Exercise prompt: Extract every line of the data below word for word, leaving the pictures out.

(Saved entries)
- - - - - - -

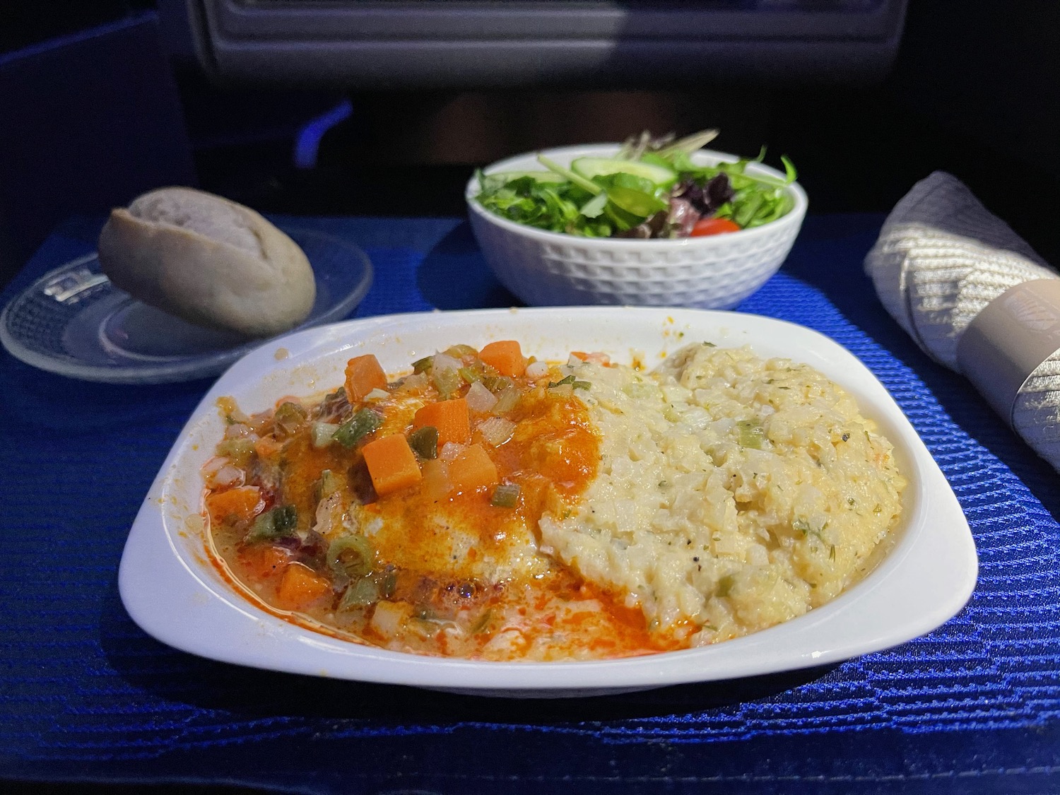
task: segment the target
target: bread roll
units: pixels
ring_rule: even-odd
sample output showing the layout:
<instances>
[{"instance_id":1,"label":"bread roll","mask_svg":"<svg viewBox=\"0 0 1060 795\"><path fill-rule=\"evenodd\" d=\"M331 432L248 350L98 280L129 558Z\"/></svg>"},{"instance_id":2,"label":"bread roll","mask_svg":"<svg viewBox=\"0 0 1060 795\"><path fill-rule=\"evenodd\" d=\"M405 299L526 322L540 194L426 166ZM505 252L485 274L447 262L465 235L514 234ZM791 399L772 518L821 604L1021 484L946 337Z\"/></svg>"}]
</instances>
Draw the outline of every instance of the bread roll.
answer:
<instances>
[{"instance_id":1,"label":"bread roll","mask_svg":"<svg viewBox=\"0 0 1060 795\"><path fill-rule=\"evenodd\" d=\"M110 281L144 303L249 337L293 329L316 298L313 268L290 237L191 188L160 188L111 211L99 255Z\"/></svg>"}]
</instances>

- - - - - - -

Answer to this task:
task: segment the target
target: bread roll
units: pixels
ring_rule: even-odd
sample output showing the layout:
<instances>
[{"instance_id":1,"label":"bread roll","mask_svg":"<svg viewBox=\"0 0 1060 795\"><path fill-rule=\"evenodd\" d=\"M331 432L248 350L98 280L129 558Z\"/></svg>"},{"instance_id":2,"label":"bread roll","mask_svg":"<svg viewBox=\"0 0 1060 795\"><path fill-rule=\"evenodd\" d=\"M405 299L526 322L540 194L426 166ZM505 252L485 274L447 262L465 235L514 234ZM791 399L772 518L821 604L1021 484L946 337Z\"/></svg>"}]
</instances>
Draw the outline of every instance of the bread roll.
answer:
<instances>
[{"instance_id":1,"label":"bread roll","mask_svg":"<svg viewBox=\"0 0 1060 795\"><path fill-rule=\"evenodd\" d=\"M110 281L144 303L249 337L293 329L316 298L313 268L290 237L191 188L160 188L111 211L99 255Z\"/></svg>"}]
</instances>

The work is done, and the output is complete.